▶ _TEXTABSCHNITT_:
-=-=-
Es gibt Fragen, die kann einem dieses ominöse Internet nicht beantworten. Niemand kann das, denn es geht dabei um die Zukunft. Einen Rat aber, den kann man sich immer holen und manchmal ist er versteckt und verflochten in einer Reaktion, was mich zu dem eigentlich Grund bringt, überhaupt über das Thema zu schreiben. Wir leben eine happy-happy-fake Welt in der wir uns am meisten vor Kritik fürchten. Lieber ist uns ein anbiederndes „Awwwww“ als ein „Könntest du besser machen.“, wobei in letzterem tatsächlich eine neue Erkenntnis verborgen sein könnte. Natürlich könnte es auch Quatsch sein, aber warum wollen wir es nicht herausfinden? Weil der perfekte Schein uns wichtiger ist? Weil ein „sponsored Post“ unbedingt erfolgreich sein muss, damit die Marke auch den Nächsten bei uns bucht? Weil wir uns selbst nicht in Fragestellen wollen?
-=-=-
▶ _Datensätze_:

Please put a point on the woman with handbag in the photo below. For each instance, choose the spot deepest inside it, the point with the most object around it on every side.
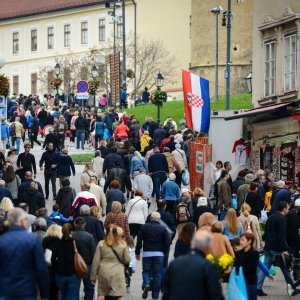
(109, 265)
(63, 265)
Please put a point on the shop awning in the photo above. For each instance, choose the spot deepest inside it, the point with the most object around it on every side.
(262, 110)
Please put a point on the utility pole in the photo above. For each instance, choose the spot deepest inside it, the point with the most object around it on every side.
(124, 43)
(228, 56)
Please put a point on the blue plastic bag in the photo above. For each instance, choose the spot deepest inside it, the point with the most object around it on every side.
(237, 286)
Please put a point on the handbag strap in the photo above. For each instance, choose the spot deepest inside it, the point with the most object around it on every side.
(116, 255)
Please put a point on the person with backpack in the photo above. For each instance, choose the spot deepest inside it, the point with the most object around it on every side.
(170, 192)
(16, 133)
(34, 130)
(250, 224)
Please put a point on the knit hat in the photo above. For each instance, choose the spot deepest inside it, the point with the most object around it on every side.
(249, 178)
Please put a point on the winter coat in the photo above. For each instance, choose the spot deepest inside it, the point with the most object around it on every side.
(4, 130)
(109, 270)
(252, 218)
(145, 140)
(137, 210)
(170, 191)
(172, 163)
(113, 195)
(120, 175)
(34, 199)
(64, 200)
(65, 165)
(22, 265)
(180, 157)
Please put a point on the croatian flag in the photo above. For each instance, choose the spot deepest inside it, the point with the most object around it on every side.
(196, 102)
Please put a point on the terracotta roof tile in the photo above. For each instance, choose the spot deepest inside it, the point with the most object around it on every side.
(18, 8)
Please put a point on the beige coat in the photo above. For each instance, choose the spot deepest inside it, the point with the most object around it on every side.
(109, 271)
(172, 163)
(258, 242)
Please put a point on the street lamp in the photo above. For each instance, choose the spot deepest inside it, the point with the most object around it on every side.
(94, 72)
(249, 82)
(159, 82)
(216, 11)
(2, 60)
(57, 69)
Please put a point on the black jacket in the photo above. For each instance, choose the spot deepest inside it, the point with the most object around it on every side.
(27, 161)
(293, 230)
(275, 233)
(255, 203)
(192, 277)
(120, 175)
(153, 237)
(49, 158)
(158, 163)
(94, 228)
(85, 244)
(249, 262)
(34, 199)
(64, 200)
(80, 123)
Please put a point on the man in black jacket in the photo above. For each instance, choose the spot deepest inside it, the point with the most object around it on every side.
(276, 244)
(158, 169)
(26, 162)
(92, 225)
(191, 276)
(50, 158)
(155, 241)
(86, 246)
(81, 126)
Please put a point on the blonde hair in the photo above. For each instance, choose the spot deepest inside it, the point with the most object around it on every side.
(95, 211)
(245, 209)
(6, 204)
(232, 221)
(54, 230)
(116, 207)
(198, 192)
(114, 236)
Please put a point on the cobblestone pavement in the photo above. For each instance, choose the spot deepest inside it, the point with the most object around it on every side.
(275, 290)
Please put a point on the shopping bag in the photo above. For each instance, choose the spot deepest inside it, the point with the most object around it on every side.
(186, 177)
(263, 216)
(237, 286)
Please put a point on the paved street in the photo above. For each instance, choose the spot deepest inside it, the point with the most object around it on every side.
(275, 290)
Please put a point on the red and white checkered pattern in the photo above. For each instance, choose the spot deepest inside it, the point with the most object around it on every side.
(195, 100)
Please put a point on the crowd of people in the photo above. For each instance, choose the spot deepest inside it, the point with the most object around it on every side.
(134, 202)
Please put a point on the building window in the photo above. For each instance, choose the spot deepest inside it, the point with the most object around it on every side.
(33, 39)
(101, 30)
(50, 76)
(120, 28)
(33, 84)
(84, 33)
(16, 84)
(270, 69)
(67, 35)
(290, 62)
(50, 37)
(15, 42)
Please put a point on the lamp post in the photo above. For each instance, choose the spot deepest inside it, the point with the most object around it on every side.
(159, 82)
(94, 72)
(249, 82)
(216, 11)
(57, 73)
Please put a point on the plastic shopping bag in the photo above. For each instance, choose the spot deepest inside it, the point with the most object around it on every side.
(237, 286)
(186, 177)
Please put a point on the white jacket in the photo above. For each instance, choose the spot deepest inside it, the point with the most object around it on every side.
(137, 210)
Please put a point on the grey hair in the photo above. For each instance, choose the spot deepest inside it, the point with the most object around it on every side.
(155, 216)
(15, 216)
(85, 210)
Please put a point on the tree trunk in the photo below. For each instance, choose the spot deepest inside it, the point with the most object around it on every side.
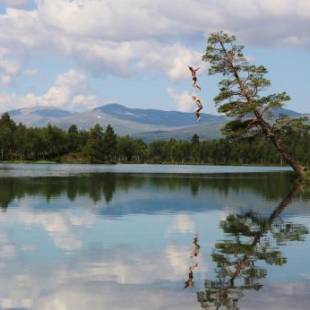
(265, 126)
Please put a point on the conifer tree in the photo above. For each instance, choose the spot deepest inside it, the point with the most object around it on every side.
(243, 97)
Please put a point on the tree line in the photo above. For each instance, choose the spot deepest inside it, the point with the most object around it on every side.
(98, 145)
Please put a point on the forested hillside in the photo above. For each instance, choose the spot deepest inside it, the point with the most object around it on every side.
(19, 143)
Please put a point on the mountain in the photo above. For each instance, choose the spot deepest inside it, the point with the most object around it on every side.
(147, 124)
(157, 117)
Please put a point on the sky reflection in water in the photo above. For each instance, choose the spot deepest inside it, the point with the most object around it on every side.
(121, 241)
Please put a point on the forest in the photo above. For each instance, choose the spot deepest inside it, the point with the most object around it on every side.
(98, 145)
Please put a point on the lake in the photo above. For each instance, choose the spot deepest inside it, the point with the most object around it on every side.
(152, 237)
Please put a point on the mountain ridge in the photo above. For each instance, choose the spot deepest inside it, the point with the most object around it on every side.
(147, 124)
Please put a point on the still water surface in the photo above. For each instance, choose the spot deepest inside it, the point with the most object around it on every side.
(83, 238)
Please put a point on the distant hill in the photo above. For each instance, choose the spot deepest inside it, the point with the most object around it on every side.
(157, 117)
(147, 124)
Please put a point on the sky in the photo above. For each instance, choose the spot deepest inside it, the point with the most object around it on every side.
(79, 54)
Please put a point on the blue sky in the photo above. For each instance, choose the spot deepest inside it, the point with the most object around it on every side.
(83, 53)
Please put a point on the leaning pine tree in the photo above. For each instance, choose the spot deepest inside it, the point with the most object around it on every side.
(243, 97)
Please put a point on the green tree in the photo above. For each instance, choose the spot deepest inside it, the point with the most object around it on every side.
(94, 147)
(110, 144)
(253, 238)
(242, 96)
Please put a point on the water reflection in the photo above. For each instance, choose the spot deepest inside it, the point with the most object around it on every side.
(134, 242)
(104, 186)
(253, 239)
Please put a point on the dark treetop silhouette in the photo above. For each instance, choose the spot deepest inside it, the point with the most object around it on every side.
(242, 96)
(251, 241)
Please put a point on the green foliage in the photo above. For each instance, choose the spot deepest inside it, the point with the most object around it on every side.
(17, 142)
(251, 239)
(242, 97)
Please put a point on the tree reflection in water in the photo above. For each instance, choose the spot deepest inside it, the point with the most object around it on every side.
(253, 238)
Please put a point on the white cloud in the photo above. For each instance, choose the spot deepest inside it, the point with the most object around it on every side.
(100, 36)
(103, 38)
(14, 3)
(70, 91)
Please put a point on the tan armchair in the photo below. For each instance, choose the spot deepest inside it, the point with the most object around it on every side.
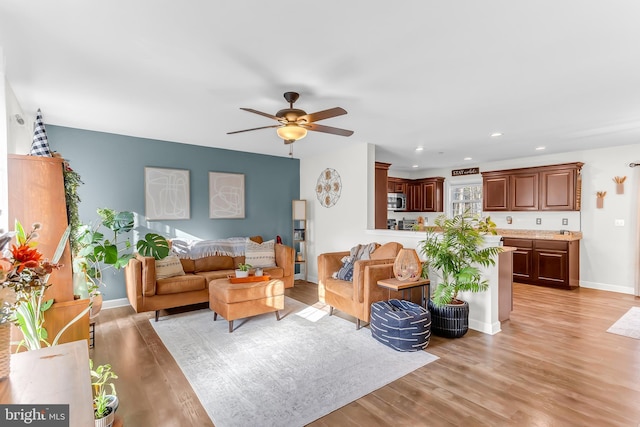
(355, 297)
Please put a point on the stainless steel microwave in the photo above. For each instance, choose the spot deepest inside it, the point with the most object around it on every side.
(396, 202)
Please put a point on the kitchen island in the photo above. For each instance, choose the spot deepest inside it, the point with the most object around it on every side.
(486, 309)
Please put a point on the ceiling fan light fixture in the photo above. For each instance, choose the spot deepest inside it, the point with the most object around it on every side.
(291, 132)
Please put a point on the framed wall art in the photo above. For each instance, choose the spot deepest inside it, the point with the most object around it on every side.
(166, 193)
(226, 195)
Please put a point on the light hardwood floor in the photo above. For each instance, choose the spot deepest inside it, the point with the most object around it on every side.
(553, 364)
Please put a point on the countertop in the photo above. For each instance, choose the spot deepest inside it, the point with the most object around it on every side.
(505, 232)
(539, 234)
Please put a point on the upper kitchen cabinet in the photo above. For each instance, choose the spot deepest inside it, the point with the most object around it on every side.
(544, 188)
(523, 192)
(396, 185)
(431, 190)
(561, 188)
(381, 184)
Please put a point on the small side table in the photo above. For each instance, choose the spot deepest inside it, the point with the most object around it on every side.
(394, 284)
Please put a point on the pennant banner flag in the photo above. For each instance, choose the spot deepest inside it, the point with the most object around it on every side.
(40, 145)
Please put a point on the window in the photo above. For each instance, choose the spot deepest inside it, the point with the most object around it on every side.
(465, 197)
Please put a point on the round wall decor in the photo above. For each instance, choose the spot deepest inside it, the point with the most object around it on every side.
(328, 187)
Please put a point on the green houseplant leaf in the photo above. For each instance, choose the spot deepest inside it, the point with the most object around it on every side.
(454, 249)
(153, 245)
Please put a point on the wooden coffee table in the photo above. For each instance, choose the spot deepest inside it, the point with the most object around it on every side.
(394, 284)
(239, 300)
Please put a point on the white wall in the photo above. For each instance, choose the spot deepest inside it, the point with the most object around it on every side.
(343, 225)
(4, 137)
(15, 138)
(607, 252)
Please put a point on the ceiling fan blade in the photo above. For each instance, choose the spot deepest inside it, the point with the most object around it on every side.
(247, 130)
(271, 116)
(327, 129)
(321, 115)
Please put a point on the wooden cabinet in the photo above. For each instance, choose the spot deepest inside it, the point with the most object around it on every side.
(522, 258)
(495, 189)
(523, 192)
(423, 195)
(36, 194)
(381, 190)
(432, 194)
(396, 185)
(414, 197)
(554, 263)
(544, 188)
(560, 189)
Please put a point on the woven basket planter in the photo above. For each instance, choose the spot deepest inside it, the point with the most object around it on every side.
(450, 320)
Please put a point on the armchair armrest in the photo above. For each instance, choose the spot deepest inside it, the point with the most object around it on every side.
(359, 279)
(284, 259)
(148, 277)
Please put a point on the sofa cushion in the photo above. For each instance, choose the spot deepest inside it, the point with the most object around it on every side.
(179, 284)
(340, 287)
(188, 265)
(260, 254)
(388, 250)
(169, 266)
(214, 262)
(346, 271)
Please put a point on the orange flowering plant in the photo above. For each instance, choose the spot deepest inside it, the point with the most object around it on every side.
(24, 270)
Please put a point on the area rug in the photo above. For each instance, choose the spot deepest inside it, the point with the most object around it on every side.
(286, 373)
(628, 325)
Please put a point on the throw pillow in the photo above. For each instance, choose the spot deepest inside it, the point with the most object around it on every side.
(168, 267)
(260, 254)
(346, 271)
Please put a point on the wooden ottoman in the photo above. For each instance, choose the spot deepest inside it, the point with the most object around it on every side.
(239, 300)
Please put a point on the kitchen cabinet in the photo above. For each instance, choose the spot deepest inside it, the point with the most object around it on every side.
(554, 263)
(523, 192)
(495, 189)
(423, 195)
(380, 194)
(543, 188)
(397, 185)
(431, 190)
(414, 197)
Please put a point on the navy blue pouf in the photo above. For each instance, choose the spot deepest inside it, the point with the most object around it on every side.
(402, 325)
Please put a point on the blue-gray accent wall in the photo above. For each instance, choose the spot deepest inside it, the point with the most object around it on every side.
(112, 169)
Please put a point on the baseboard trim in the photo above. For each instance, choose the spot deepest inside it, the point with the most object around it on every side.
(115, 303)
(607, 287)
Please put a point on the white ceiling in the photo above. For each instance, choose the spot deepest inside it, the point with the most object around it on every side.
(439, 74)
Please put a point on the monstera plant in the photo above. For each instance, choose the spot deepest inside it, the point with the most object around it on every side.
(105, 244)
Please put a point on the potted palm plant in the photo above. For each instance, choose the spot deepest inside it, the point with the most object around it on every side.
(104, 404)
(454, 250)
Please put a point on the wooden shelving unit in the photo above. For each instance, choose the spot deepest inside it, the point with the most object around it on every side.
(36, 194)
(299, 235)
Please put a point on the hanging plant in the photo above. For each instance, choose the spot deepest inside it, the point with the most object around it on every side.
(71, 182)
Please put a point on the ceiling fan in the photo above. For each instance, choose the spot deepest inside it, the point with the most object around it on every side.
(294, 122)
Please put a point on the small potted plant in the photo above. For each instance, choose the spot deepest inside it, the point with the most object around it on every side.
(104, 405)
(243, 270)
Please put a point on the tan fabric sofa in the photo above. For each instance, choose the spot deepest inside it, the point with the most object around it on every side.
(355, 297)
(145, 293)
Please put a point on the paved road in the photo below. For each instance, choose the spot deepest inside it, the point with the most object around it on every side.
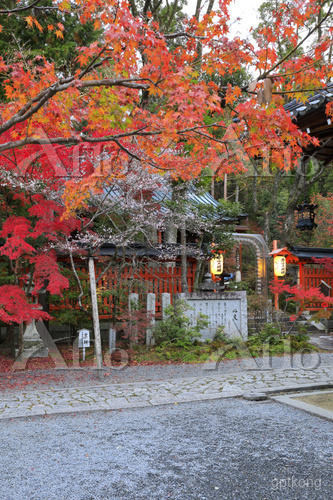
(218, 449)
(211, 384)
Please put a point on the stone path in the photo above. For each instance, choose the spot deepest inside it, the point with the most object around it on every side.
(128, 395)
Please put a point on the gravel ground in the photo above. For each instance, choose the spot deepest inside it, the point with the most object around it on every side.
(45, 379)
(222, 449)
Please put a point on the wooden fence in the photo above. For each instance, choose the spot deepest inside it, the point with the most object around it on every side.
(157, 278)
(311, 277)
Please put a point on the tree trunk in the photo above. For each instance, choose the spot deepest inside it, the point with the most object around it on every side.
(21, 331)
(183, 256)
(94, 304)
(271, 206)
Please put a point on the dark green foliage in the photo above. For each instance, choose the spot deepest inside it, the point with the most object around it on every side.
(177, 327)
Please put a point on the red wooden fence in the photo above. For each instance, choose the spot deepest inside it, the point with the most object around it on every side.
(311, 276)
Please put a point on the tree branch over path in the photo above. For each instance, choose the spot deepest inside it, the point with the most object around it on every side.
(33, 5)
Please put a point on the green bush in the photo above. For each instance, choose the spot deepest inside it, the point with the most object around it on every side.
(177, 327)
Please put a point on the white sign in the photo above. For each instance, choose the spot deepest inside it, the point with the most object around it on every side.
(84, 339)
(228, 309)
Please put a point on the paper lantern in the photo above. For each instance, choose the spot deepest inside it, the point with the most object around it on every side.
(280, 265)
(216, 265)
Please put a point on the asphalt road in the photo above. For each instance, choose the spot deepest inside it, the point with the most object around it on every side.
(222, 449)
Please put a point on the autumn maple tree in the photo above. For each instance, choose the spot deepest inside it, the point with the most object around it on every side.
(145, 93)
-=-=-
▶ _OFFENE AUFGABEN_:
A: Wovor fürchten wir uns laut dem Text über Kritik am meisten?
B: Führe den Text über Kritik im Anschluss an seinen letzten Satz weiter.

▶ _ANTWORTLISTE_:
A: Vor Kritik.

B:
Warum haben wir nur so viel Angst, vor einer öffentlichen Diskussion? Wir könnten ja auch Angst vor dem Wetter haben, denn das ist noch weniger zu kontrollieren. Ich finde Gespräche immer bereichernd und selbst wenn jemand eine andere Haltung einnimmt, kann ich mir daraus immer noch eine andere Perspektive mitnehmen. Selbst völlig unberechtigte Kritik, wirres Gestammel, oder von Neid motiviertes Feedback, lässt mich etwas über den Sender dieser Botschaften erfahren und damit kann ich umgehen. Stellt man sich dem nicht, blendet man es aus und ignoriert es, ohne vorher zu analysieren, wird man nie erfahren, was wirklich da draußen vorgeht. Ich meine, da gibt es Leute, die so große Angst vor der öffentlichen Meinung haben, dass sie jedes Feedback fürchten, dass sie vergessen, dass sie auf diese Art nie wirklich sicher sein können, was tatsächlich überhaupt die Resonanz auf ihr tun ist. Vermutlich erwächst daraus nur eine größere Spirale der Selbsttäuschung.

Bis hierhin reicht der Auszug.